▶ **WORKING DATA**
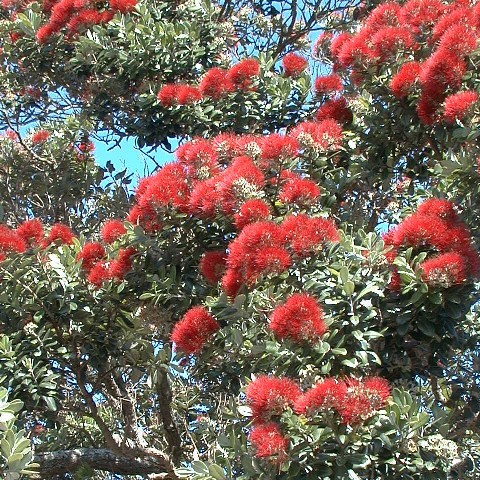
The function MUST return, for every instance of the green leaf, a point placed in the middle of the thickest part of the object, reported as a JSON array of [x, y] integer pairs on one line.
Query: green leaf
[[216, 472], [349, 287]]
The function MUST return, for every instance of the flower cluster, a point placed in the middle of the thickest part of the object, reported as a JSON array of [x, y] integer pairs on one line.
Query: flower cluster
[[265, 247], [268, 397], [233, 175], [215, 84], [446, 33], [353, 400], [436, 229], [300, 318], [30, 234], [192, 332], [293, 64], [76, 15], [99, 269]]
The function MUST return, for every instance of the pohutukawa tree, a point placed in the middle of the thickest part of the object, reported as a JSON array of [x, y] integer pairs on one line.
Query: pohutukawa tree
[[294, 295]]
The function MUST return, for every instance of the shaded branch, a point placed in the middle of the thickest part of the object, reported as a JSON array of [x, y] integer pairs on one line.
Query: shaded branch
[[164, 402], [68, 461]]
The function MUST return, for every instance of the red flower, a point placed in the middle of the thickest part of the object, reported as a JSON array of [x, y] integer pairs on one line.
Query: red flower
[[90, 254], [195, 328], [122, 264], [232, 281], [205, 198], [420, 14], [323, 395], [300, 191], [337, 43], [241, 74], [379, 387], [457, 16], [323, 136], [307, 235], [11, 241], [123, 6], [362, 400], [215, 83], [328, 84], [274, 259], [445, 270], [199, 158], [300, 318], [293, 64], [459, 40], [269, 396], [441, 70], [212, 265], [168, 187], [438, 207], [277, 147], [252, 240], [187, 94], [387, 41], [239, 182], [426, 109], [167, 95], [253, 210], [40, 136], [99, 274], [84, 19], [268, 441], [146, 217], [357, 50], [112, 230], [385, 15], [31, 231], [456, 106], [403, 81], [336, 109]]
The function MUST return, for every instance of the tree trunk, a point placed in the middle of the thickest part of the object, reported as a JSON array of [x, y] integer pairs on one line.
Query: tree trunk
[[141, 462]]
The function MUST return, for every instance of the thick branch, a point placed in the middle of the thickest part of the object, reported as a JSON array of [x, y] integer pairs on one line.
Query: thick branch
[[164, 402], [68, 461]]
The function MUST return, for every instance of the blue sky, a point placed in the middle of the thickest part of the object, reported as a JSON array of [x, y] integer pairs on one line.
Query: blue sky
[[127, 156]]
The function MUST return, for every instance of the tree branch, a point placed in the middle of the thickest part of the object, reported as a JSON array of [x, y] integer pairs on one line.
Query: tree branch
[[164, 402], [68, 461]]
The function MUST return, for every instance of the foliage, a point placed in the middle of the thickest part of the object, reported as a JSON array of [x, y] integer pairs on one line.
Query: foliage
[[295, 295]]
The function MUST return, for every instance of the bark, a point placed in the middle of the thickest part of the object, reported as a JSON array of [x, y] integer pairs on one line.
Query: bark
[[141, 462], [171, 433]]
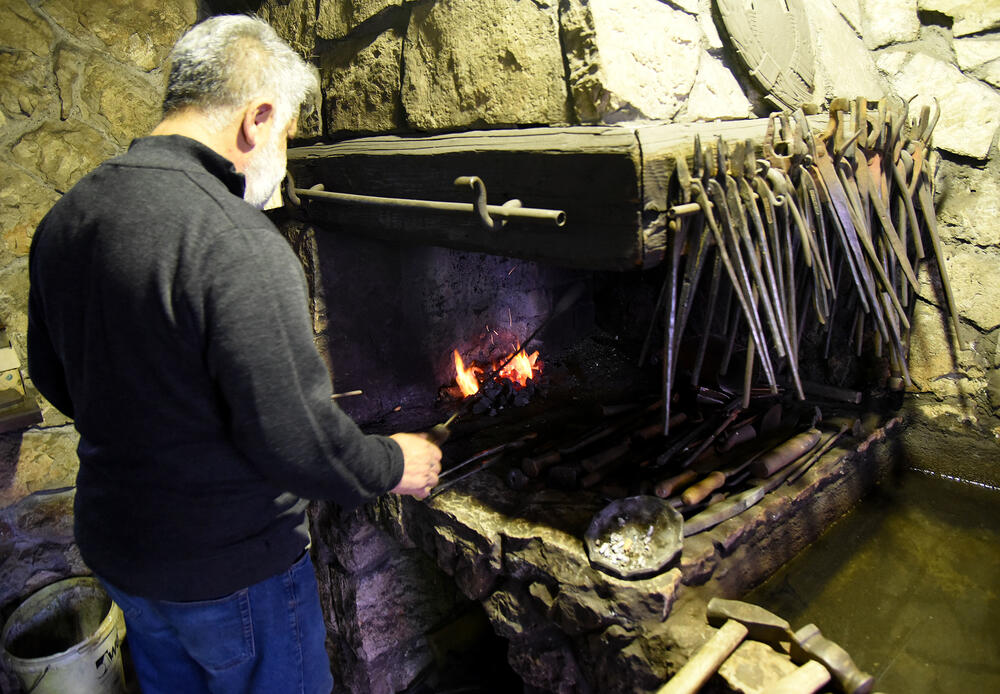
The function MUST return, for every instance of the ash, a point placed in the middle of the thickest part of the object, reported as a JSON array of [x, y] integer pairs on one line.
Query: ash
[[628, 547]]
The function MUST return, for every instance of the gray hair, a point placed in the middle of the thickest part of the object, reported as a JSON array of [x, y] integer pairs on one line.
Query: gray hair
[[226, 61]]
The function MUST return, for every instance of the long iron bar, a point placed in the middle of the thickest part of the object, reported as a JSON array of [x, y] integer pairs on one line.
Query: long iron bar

--

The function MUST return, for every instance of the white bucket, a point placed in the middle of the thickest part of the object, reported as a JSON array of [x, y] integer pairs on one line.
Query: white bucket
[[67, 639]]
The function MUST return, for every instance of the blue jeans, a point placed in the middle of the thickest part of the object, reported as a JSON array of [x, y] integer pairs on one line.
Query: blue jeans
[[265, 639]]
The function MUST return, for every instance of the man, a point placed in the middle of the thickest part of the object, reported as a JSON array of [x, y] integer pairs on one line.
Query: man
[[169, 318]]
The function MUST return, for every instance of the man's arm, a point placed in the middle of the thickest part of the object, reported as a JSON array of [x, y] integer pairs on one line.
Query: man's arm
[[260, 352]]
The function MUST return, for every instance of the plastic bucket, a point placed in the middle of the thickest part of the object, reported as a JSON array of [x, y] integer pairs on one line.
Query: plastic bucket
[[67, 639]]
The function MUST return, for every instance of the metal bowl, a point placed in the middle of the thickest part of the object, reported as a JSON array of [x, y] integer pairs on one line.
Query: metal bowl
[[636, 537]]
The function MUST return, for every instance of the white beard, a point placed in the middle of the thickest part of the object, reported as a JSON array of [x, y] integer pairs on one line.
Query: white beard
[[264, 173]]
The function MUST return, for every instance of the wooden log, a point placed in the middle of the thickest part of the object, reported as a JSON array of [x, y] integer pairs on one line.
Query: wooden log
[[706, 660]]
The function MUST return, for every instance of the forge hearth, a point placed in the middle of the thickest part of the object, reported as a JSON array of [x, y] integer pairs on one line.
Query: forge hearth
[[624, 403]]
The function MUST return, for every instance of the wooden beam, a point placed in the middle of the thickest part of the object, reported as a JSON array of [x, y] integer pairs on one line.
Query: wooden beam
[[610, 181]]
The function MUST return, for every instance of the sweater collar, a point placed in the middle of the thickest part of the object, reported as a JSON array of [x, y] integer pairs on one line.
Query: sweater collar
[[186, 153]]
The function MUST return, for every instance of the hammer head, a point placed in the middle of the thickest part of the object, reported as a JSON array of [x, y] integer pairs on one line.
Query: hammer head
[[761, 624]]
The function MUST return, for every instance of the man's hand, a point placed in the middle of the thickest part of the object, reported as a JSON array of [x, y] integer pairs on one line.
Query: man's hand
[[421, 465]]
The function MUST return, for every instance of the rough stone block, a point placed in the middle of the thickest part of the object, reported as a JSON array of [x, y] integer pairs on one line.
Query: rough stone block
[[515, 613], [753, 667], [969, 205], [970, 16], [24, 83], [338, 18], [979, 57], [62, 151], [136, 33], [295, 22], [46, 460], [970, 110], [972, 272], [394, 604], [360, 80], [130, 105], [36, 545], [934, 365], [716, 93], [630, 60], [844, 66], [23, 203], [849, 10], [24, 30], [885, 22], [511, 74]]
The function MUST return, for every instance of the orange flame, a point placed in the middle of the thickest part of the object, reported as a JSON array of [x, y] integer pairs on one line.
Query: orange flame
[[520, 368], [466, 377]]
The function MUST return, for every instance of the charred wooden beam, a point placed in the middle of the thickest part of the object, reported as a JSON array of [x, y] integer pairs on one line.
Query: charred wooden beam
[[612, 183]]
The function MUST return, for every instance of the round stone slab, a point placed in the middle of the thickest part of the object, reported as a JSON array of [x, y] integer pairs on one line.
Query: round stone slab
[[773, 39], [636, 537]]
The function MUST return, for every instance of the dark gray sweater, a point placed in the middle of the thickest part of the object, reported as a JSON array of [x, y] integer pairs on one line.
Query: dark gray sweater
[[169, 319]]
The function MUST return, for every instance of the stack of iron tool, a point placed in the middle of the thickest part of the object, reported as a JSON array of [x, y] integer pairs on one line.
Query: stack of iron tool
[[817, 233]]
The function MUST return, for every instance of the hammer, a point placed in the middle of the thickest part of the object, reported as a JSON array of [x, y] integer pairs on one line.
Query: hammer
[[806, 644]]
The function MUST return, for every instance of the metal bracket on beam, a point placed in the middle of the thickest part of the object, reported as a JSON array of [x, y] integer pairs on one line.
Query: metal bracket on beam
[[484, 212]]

▶ **DIRECTIONS**
Return, character for character, the lines of the listing above, starting at the line that contains "white beard, a" and ending at the line that contains "[[264, 173]]".

▶ **TASK OUTPUT**
The function MUST return, for every instance of the white beard, a point placed in the middle of the thickest part of the object, reported as a JSON array of [x, y] integer pairs on one line.
Query: white beard
[[264, 173]]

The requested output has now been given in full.